::: INPUT RECORDS :::

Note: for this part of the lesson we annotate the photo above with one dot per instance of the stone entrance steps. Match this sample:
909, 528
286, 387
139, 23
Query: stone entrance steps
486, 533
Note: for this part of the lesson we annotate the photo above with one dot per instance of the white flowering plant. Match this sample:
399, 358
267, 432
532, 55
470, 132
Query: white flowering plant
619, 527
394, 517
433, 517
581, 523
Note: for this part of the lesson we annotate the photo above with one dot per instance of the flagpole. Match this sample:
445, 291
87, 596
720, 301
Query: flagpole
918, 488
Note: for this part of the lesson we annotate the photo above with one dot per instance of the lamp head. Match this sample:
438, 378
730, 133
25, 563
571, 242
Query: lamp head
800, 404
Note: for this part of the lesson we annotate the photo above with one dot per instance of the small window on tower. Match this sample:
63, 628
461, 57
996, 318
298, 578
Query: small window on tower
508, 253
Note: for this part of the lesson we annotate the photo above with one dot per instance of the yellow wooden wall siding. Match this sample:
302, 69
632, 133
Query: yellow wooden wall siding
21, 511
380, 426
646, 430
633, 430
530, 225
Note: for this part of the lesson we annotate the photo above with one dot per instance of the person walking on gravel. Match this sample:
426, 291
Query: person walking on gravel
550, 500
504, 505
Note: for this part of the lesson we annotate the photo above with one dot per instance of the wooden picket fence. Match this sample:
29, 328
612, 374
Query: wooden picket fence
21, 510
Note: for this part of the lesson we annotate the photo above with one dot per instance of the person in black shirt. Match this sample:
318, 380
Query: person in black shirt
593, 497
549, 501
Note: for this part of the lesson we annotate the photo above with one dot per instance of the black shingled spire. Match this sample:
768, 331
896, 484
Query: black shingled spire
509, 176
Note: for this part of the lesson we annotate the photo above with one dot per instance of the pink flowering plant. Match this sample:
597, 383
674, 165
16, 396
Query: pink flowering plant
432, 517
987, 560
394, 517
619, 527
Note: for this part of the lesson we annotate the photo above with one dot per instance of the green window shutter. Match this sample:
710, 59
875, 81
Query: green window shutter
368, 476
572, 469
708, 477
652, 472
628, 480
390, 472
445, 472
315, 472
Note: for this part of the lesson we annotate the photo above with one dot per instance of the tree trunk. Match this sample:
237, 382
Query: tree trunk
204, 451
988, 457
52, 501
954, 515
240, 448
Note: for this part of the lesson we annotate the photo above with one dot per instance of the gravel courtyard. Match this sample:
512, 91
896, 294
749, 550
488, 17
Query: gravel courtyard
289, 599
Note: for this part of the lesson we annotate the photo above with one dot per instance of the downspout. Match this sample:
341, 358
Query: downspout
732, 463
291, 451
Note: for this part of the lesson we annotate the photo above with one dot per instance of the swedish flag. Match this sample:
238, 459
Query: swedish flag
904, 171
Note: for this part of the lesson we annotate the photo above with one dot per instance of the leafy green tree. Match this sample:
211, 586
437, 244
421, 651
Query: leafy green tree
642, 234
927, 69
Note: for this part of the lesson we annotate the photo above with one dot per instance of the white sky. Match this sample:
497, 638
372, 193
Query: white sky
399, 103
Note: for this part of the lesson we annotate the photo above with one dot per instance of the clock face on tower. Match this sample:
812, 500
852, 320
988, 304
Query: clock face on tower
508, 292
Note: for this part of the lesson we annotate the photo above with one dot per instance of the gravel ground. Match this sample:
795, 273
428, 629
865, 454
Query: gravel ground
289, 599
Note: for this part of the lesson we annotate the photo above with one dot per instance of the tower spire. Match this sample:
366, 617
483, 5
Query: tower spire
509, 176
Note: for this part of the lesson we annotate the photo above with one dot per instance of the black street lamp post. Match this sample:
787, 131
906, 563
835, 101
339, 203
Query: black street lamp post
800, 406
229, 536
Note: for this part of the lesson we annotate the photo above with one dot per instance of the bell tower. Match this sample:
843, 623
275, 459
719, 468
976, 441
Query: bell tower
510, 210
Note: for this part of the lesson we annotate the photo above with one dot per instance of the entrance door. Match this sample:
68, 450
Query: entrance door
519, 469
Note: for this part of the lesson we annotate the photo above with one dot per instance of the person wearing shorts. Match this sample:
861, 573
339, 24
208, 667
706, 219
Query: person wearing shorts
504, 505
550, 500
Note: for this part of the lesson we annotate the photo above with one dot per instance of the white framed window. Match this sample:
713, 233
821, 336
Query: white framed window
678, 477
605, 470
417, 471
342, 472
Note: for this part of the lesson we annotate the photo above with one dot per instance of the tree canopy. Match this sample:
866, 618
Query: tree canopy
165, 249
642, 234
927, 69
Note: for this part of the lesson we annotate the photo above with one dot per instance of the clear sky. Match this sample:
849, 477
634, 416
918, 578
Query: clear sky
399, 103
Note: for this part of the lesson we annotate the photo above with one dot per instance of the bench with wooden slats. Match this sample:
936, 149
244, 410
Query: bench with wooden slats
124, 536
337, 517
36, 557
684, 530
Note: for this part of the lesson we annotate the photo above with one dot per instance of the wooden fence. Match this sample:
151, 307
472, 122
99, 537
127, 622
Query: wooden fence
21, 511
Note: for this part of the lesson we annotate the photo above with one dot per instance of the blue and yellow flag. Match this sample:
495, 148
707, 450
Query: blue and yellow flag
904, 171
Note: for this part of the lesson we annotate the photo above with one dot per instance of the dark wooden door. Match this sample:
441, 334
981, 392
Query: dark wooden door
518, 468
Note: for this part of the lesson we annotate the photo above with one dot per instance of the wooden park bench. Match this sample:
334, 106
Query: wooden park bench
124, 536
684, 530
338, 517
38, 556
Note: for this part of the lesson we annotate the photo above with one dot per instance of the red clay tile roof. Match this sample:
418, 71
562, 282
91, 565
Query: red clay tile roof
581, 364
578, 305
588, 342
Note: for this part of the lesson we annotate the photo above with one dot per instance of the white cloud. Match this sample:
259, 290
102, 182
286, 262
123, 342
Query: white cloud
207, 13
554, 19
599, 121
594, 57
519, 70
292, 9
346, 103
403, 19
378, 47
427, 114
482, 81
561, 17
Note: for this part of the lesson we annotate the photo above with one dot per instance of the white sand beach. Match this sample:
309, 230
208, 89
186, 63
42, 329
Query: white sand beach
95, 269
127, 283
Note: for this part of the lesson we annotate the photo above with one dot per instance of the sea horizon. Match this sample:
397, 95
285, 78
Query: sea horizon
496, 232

:::

-- TO DO --
Print the records once more, exactly as they were given.

-- PROBLEM SOLUTION --
Note: for this part of the lesson we annotate the photo above with one dot per instance of the stone entrance steps. Match this sample:
909, 528
286, 387
139, 23
Query: stone entrance steps
486, 533
Note: for this part of the lesson we annotate the photo above with one dot per instance of the white flowering plant. Match this sample:
399, 358
267, 432
532, 55
470, 132
Query: white flowering plant
619, 527
394, 517
433, 517
581, 523
Note: for this part of the lesson we annotate the photo above with one dot per instance of the flagpole. Match this sample:
445, 291
87, 596
720, 301
Query: flagpole
918, 488
Note: for this part of the lesson we annotate the photo above with one dot per instance of the lamp head. Match this sample:
438, 378
730, 133
25, 563
571, 242
Query: lamp head
800, 404
Note: for this part of the lesson we annotate the photo above with one dot per instance of the small window on tower. Match this sample:
63, 628
461, 57
996, 318
298, 578
Query: small window on tower
508, 253
Note: for this part of the lesson we annotate the photo above with one dot per instance of the yellow wooden wall siding. Match this sample:
302, 69
632, 133
Query: yellow wooden wall siding
21, 511
380, 426
646, 430
633, 430
530, 225
Note: for this part of the lesson we annotate the photo above with one dot per instance of the person walking on gravel. Match this sample:
426, 291
Query: person walking on gravel
550, 500
504, 505
Note: for this part of the lesson we annotate the photo above with one dot per instance of the wooden picket fence. Match this sample:
29, 328
612, 374
Query: wooden picket fence
21, 510
Note: for this part of the lesson we annotate the photo above with one dot per instance of the person in black shirt. Match this sample:
318, 380
Query: person in black shirt
593, 497
549, 501
Note: for this part of the lesson we annotate the photo above with one dot per instance of the black shingled spire. Match this sample:
768, 331
896, 484
Query: black shingled spire
509, 176
Note: for this part of the lesson we annotate the photo above with one dot per instance of the pink flowering plant. Match this sample:
597, 383
674, 165
16, 396
Query: pink flowering plant
432, 517
987, 560
394, 517
619, 527
Note: for this part of the lesson we annotate the photo above with one dot per instance of the green window shutter. Match this sample:
710, 59
875, 81
Query: green window shutter
368, 476
572, 469
708, 477
652, 472
628, 480
390, 472
445, 472
315, 472
Note: for this part of the lesson we annotate the photo above with one dot per instance of the tree trunk. Match this sample:
237, 382
Query: tree trunk
204, 451
988, 457
52, 501
954, 515
240, 448
Note: for this part of the lesson we annotate the photo above with one dot per instance of the gravel courtyard. Match this sample:
512, 91
896, 294
749, 550
488, 17
Query: gravel courtyard
289, 599
Note: for this part of the lesson we annotate the photo above with one dot per instance of the downspout. Match this sample:
341, 358
Query: downspout
732, 463
291, 451
Note: for this part of the lesson we annotate the photo above with one dot per instance of the swedish flag. Match this sample:
238, 459
Query: swedish flag
904, 171
Note: for this part of the lesson we annotate the photo above with one dot per instance of the leafy green tree. Match this sample:
211, 586
437, 244
421, 651
Query: leafy green tree
642, 234
927, 69
Note: for this part of the lesson we annotate the photo above with one dot per instance of the white sky. Match this sample:
497, 638
372, 193
Query: white sky
399, 103
Note: for this part of the lesson we annotate the photo above with one dot per instance of the clock face on tower. Match this sample:
812, 500
852, 320
988, 304
Query: clock face on tower
508, 292
Note: for this part of the lesson we annotate the photo above with one dot per instance of the gravel ground. Match this sample:
795, 273
428, 629
865, 454
Query: gravel ground
289, 599
Note: for this part of the lesson we annotate the photo above with one dot per instance of the tower spire. Match this sample:
366, 617
483, 5
Query: tower spire
509, 176
Note: for this part of the lesson we annotate the photo above with one dot per instance of the black street lamp post. Match this sample:
787, 131
906, 563
835, 101
339, 203
Query: black street lamp post
800, 406
229, 536
Note: for this part of the lesson we annotate the photo above with one dot per instance of the bell tower. Match this sample:
843, 623
275, 459
719, 468
976, 441
Query: bell tower
510, 210
Note: for this part of the lesson we annotate the photo above with one dot per instance of the entrance door. Match this sample:
68, 450
Query: entrance door
519, 469
Note: for this part of the lesson we annotate the photo above with one dot per instance of the person wearing shorts. Match this sample:
861, 573
339, 24
208, 667
706, 219
Query: person wearing shorts
504, 505
550, 500
Note: for this part of the lesson we annotate the photo above with one dot per instance of the white framed window. Match this sample:
713, 233
821, 336
Query: white framed window
678, 477
605, 470
417, 471
342, 472
Note: for this part of the lesson we annotate the photo above with one dot per instance of the tree canopy. Match this sample:
866, 618
Query: tree canopy
165, 249
642, 234
927, 69
Note: for this part of the lesson we annotate the photo above with one dot per instance of the clear sky. Match this sample:
849, 477
634, 416
918, 578
Query: clear sky
399, 103
Note: for this part of the lesson we annotate the photo above with one dot per instance of the bench with wooden slats. Match this sample:
936, 149
244, 410
Query: bench with wooden slats
124, 536
337, 517
36, 557
684, 530
Note: for this part of the lesson we annotate the photo above with one dot per instance of the wooden fence. Match this sample:
151, 307
472, 122
99, 537
127, 622
Query: wooden fence
21, 511
Note: for this part of the lesson we annotate the photo above with one dot per instance of the blue and yellow flag. Match this sample:
495, 148
707, 450
Query: blue and yellow flag
904, 171
Note: for this part of the lesson we annotate the photo above with one dot per instance of the dark wooden door. Match this sample:
441, 334
981, 392
Query: dark wooden door
518, 468
Note: for this part of the lesson we annotate the photo above with one dot per instance of the wooden park bench. Match this sample:
334, 106
Query: wooden park bench
124, 536
684, 530
338, 517
38, 556
Note: for this part of the lesson we annotate the photo above with one dot per instance of the red clay tile roof. Match this sample:
418, 71
562, 282
91, 565
Query: red clay tile roof
581, 364
578, 305
588, 342
Note: for this part of the lesson we annotate the photo above with one dot per instance of the white cloud. Match this sample:
259, 290
102, 182
286, 262
123, 342
Query: white cloud
207, 13
554, 19
599, 121
594, 57
519, 70
292, 9
346, 103
403, 19
378, 47
427, 114
482, 81
561, 17
Note: for this part of the lesson we annotate the photo above with one dot per instance of the white sand beach. Match this sample:
309, 230
208, 89
186, 63
42, 329
Query: white sand beach
95, 269
127, 283
Note: for this part of the lesson we annotate the photo above with one dot per instance of the sea horizon. Match this sample:
397, 95
285, 78
Query: sea horizon
496, 232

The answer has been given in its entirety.